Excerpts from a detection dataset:
-- START --

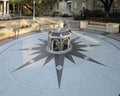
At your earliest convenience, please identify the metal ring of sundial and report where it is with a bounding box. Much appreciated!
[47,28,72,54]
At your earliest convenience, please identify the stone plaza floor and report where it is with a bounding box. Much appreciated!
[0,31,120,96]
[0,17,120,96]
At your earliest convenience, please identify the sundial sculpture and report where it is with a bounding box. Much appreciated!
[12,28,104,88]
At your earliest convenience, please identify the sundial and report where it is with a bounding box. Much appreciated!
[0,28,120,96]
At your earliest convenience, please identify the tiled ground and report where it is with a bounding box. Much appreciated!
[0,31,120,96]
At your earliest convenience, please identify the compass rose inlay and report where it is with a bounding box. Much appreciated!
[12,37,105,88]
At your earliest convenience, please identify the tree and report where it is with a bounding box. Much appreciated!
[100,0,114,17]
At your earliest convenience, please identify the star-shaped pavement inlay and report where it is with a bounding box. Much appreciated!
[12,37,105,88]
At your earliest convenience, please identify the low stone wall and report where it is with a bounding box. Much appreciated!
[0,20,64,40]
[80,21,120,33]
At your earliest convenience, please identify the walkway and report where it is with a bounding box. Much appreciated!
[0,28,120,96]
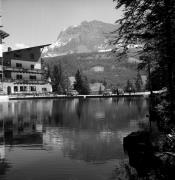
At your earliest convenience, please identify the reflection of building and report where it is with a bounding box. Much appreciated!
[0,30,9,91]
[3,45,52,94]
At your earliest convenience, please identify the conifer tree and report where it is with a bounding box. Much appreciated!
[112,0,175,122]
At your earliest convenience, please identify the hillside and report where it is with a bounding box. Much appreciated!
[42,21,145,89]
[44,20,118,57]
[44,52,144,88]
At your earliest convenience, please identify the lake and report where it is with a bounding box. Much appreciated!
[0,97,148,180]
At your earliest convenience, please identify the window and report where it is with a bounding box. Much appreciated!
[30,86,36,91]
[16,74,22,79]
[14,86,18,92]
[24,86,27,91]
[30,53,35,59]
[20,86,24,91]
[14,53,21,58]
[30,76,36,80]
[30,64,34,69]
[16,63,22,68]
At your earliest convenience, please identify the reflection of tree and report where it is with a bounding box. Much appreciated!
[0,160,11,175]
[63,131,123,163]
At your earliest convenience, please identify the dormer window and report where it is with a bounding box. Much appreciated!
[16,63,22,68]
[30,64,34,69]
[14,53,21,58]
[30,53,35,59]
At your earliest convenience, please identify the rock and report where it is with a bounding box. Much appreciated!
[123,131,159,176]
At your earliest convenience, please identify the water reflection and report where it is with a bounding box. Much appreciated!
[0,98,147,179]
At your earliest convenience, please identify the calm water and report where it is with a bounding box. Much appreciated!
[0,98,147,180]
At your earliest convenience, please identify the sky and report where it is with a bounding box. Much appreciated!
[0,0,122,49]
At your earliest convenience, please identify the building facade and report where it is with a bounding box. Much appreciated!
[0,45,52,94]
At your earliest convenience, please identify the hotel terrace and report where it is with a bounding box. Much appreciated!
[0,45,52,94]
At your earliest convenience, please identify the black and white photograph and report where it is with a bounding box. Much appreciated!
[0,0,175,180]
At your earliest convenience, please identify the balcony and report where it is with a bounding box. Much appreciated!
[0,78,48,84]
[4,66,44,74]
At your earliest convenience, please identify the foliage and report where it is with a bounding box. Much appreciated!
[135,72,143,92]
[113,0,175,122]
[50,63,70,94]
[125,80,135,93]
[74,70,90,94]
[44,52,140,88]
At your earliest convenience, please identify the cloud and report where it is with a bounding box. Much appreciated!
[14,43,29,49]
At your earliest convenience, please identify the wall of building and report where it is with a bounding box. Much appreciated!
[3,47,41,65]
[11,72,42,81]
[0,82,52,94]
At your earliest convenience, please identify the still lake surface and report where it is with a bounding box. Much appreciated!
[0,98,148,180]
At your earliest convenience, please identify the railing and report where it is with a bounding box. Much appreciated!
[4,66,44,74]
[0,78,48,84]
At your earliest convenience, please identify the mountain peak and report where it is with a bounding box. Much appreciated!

-- END --

◆ Aim of the exercise:
Reproduce verbatim the rows starting at the line that contains "reflection of building" and ending at the line that contains "[112,0,175,122]", including both of those lines.

◆ Answer to the task:
At your earliest convenience, please identify the reflection of building and report where it is with a bounding box. Much appreciated!
[0,30,9,91]
[3,45,52,94]
At your earliest convenience, please identify the conifer tree and report where it is with a bounding box. Much appreciated!
[112,0,175,122]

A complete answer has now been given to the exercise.